*Set problem*. Reproduce the items below exactly, from the line containing "Where can the tan" up to and including the line containing "column 226, row 747", and nothing else.

*Available records*.

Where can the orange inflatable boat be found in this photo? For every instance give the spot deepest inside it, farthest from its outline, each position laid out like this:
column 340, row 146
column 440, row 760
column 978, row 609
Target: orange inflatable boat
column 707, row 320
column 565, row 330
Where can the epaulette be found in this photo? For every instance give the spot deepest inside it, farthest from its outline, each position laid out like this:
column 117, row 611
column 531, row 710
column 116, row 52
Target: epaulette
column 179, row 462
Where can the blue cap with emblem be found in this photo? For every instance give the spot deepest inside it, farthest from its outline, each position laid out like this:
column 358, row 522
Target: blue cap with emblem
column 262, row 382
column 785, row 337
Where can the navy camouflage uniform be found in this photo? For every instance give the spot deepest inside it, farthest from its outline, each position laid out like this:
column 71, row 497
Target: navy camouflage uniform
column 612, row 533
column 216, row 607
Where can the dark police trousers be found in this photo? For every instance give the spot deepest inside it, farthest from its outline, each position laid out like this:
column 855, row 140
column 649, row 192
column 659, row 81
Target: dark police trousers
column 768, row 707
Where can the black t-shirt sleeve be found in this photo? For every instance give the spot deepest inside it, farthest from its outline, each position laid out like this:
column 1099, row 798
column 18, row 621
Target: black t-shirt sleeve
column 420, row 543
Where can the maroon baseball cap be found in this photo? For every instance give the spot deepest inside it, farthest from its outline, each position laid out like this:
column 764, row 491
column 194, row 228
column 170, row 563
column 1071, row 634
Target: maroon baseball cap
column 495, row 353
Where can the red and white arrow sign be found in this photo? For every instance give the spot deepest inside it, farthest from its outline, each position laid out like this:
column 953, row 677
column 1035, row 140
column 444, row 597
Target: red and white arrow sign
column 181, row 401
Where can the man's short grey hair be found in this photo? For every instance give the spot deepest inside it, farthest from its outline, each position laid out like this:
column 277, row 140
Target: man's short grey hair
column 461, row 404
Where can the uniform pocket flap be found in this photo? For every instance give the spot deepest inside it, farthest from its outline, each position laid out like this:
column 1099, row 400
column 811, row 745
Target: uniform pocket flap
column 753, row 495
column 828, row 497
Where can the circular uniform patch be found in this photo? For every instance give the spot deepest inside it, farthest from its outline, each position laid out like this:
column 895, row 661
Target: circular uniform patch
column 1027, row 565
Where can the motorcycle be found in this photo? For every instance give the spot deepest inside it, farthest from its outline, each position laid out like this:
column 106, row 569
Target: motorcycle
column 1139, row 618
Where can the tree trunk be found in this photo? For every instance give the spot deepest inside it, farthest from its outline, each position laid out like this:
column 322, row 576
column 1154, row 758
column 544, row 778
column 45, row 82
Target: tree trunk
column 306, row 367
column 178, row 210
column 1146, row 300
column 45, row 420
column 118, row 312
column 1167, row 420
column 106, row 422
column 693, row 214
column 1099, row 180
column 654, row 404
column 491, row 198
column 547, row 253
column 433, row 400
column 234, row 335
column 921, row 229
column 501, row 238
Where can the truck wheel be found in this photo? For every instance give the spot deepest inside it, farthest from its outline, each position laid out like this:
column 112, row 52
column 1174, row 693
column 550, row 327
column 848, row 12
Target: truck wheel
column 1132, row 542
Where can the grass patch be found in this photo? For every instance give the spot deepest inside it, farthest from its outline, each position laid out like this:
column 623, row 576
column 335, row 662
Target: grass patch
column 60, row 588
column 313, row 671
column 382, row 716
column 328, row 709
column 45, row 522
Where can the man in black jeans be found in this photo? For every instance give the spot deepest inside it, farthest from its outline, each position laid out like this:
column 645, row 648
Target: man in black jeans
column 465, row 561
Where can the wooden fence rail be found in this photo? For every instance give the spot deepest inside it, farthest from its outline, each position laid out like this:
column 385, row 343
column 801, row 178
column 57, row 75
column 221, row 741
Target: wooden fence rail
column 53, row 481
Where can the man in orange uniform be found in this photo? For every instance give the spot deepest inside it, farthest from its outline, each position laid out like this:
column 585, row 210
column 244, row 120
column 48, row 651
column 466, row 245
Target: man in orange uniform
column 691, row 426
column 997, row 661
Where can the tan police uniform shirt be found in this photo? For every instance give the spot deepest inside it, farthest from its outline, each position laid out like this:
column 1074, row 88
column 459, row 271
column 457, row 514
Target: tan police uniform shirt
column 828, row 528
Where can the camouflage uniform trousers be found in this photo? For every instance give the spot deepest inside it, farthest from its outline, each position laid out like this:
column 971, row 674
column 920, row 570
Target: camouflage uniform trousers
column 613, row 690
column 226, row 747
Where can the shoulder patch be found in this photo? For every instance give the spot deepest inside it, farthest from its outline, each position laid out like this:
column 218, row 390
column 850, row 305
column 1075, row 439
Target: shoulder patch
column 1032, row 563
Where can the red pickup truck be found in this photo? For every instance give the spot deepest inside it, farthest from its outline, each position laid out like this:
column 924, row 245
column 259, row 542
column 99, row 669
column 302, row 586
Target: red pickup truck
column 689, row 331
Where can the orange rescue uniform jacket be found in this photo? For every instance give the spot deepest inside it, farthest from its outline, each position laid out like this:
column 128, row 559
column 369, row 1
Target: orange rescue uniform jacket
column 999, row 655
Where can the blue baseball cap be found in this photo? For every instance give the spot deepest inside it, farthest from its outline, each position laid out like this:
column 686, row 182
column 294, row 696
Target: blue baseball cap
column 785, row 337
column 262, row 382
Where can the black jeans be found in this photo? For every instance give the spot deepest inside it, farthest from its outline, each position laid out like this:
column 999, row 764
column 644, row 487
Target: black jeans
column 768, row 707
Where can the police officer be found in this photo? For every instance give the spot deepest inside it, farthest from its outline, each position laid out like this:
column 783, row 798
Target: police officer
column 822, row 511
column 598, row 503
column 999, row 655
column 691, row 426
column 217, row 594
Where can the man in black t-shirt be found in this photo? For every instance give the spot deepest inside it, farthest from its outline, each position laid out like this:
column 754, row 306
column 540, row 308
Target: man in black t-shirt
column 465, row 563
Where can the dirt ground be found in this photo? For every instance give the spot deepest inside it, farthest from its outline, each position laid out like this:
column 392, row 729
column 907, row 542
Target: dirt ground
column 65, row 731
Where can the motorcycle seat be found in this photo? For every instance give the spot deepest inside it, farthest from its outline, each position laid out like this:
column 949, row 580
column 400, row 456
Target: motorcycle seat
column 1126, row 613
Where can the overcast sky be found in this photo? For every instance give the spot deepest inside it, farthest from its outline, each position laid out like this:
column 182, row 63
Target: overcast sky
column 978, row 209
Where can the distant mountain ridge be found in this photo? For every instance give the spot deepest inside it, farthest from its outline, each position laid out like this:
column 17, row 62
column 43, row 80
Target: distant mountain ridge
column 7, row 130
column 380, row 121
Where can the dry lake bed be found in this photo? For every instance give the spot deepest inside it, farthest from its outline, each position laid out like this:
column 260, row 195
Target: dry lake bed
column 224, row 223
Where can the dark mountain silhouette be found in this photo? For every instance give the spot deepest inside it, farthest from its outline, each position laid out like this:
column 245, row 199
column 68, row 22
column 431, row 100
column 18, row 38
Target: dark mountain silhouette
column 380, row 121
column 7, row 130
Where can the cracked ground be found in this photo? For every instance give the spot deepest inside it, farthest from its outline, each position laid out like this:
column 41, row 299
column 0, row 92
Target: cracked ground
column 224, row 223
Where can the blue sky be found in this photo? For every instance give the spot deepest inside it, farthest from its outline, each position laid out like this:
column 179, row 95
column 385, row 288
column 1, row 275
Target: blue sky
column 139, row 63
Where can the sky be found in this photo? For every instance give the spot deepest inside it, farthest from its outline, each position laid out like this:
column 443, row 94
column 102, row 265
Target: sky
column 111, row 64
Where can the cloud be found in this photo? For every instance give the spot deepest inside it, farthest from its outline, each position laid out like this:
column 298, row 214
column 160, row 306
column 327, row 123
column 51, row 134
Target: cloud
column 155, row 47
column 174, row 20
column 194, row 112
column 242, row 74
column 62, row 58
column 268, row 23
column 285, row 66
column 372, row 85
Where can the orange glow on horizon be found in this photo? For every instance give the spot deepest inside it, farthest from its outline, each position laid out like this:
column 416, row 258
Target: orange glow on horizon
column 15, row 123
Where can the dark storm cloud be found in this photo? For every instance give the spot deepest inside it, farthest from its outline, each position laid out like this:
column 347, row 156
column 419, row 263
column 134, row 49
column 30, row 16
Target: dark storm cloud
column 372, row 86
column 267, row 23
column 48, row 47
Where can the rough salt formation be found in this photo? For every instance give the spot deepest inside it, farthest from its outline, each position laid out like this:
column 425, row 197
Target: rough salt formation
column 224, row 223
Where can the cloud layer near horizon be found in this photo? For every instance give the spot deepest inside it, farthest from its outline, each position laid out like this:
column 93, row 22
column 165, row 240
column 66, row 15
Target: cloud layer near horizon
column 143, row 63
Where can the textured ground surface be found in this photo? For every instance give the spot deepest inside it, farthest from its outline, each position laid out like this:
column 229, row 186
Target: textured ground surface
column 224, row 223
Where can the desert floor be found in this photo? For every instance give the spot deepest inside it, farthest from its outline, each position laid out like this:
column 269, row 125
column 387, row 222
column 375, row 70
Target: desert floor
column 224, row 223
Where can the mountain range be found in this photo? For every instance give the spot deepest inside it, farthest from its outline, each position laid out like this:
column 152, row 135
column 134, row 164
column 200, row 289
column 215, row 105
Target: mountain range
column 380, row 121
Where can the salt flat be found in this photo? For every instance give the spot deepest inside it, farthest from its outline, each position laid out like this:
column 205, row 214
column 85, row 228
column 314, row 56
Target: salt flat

*Task answer*.
Where can the tan police uniform shirt be found in this photo? For every instance give the spot deepest inside it, farthest from its outline, each position laid out like this:
column 1074, row 88
column 459, row 271
column 457, row 514
Target: tan police uniform shirt
column 828, row 528
Where can the camouflage uniform trousers be found in this photo? For every instance give the spot deepest inside it, farthest from its outline, each position laid out like this:
column 971, row 674
column 920, row 570
Target: camouflage uniform trousers
column 613, row 690
column 226, row 747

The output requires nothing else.